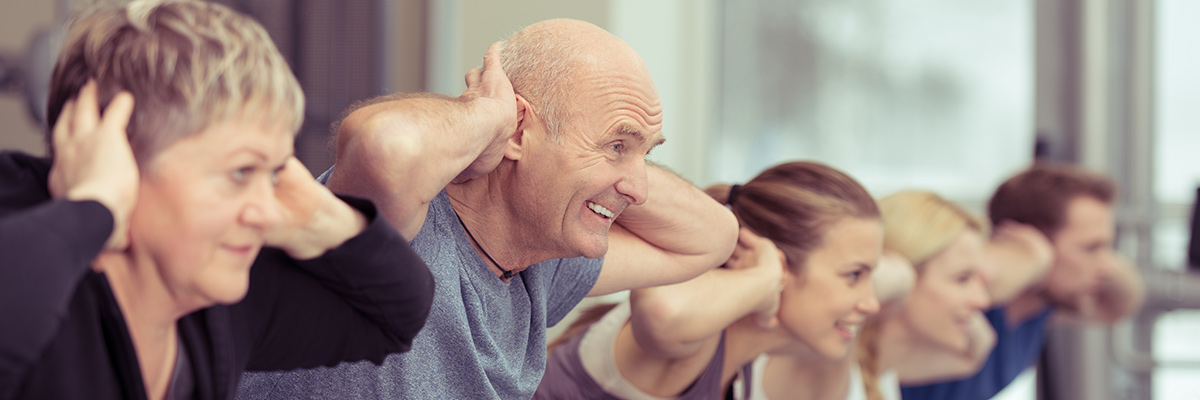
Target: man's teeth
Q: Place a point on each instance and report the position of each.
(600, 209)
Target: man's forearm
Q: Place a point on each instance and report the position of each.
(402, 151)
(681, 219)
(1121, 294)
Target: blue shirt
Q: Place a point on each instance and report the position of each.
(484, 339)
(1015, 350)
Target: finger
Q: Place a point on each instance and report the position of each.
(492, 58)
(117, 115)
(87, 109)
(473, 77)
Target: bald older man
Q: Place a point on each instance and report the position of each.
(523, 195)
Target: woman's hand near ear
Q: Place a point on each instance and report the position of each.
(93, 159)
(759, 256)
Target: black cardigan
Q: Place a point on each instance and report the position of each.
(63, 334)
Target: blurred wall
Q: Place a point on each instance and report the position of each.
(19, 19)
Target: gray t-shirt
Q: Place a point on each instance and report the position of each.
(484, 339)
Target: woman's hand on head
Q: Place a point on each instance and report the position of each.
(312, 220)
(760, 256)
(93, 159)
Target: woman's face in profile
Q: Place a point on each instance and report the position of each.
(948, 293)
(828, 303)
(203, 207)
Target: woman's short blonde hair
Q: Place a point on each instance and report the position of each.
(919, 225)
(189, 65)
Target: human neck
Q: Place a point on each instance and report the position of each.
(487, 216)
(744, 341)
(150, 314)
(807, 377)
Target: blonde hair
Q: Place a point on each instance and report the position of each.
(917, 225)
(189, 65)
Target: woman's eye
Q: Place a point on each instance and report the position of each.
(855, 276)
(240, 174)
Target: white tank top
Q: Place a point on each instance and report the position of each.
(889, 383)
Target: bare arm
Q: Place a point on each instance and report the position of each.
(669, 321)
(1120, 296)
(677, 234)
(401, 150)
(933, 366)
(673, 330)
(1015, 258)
========================
## Given problem
Reproduce all of the items above word for word, leaving out the pictures.

## Completed task
Target: man's teeth
Q: Place a point on each instance and report the position of each.
(600, 209)
Target: man's forearm
Q: Place a point on each instance and report the position of each.
(402, 151)
(681, 219)
(1121, 294)
Target: blue shirt
Q: Place a point on each instance and report the position of each.
(484, 339)
(1015, 350)
Target: finger
Q: Place a point on each instance and report the position of each.
(492, 58)
(117, 115)
(87, 109)
(473, 77)
Target: bald older man
Q: Place a point on each instance and report the position of each.
(523, 195)
Target: woman's hand near ear
Q: Place a point on each instance and report the position of each.
(93, 159)
(759, 256)
Target: black cardigan
Q: Place a point on each instance and report the position of each.
(63, 334)
Target: blurred wall
Q: Place a point on each instance and report the position of each.
(19, 19)
Target: gray t-shirt
Q: Place a point on each instance and report the position of each.
(484, 339)
Target: woman's hand on head
Q: Place a point on each instance and report the position of each.
(312, 220)
(760, 256)
(93, 159)
Target: woman's face in profile
Q: Place a point on each instance and report the position of each.
(948, 293)
(828, 303)
(203, 207)
Target: woman's short blonde hair
Q: Place a point on each instance and report the position of each.
(919, 225)
(189, 65)
Target: human neck
Q: Place a point on each instance and report the position of each.
(487, 216)
(744, 341)
(150, 314)
(807, 377)
Target: blonde hair
Q: Place a point on each instance and report the position of each.
(917, 225)
(189, 65)
Target: woman's eye
Q: Place a point on each instance and report the position of each.
(855, 276)
(240, 174)
Target: white tank top
Q: Place a point on each instance and report the position of each.
(889, 383)
Target: bare arm
Q: Place a point on each instance and report the position of each.
(669, 321)
(1120, 296)
(677, 234)
(401, 150)
(933, 366)
(673, 330)
(1015, 258)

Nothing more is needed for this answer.